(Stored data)
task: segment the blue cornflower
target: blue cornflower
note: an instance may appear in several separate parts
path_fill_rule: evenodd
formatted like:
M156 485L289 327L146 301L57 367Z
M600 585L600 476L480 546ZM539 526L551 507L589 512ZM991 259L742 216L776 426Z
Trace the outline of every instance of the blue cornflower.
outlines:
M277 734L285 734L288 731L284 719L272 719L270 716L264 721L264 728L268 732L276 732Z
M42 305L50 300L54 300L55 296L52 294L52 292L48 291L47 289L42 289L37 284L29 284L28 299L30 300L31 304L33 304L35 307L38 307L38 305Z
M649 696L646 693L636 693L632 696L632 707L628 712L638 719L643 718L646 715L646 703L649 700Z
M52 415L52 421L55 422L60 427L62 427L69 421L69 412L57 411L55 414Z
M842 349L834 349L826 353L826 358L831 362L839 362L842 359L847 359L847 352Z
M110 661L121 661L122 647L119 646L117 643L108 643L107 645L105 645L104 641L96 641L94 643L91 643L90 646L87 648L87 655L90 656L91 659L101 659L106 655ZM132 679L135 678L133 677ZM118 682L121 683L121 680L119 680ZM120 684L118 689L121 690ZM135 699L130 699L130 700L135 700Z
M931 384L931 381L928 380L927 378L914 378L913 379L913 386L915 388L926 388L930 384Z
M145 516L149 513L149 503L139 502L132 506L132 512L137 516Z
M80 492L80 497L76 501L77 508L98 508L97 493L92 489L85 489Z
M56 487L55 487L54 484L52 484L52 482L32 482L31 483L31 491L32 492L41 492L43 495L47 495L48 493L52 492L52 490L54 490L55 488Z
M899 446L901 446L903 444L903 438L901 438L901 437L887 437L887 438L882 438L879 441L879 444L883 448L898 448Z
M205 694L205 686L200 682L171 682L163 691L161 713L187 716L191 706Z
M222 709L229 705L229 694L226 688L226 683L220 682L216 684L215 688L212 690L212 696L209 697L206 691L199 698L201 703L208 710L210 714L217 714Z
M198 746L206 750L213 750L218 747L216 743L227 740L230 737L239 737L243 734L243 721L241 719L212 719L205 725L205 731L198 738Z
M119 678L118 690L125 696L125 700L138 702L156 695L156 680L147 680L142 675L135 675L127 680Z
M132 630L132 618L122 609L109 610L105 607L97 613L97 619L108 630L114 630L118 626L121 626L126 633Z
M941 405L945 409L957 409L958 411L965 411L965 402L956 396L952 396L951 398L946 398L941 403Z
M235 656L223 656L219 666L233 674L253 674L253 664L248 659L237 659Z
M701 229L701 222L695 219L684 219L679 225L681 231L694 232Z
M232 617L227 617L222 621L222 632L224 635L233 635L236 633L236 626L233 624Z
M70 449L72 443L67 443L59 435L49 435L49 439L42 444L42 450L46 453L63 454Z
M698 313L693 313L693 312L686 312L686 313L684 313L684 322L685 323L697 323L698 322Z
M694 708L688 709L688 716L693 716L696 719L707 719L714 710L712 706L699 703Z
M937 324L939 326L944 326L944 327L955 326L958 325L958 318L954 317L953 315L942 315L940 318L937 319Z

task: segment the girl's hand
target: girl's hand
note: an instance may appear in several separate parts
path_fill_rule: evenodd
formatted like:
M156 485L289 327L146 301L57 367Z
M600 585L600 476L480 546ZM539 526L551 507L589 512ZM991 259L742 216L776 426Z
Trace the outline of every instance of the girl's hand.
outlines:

◆ Your assignment ◆
Every line from the data above that contains "Trace" must appear in the answer.

◆ Output of the exercise ◆
Trace the outline of every instance of the blue cornflower.
Trace the outline of every instance of the girl's hand.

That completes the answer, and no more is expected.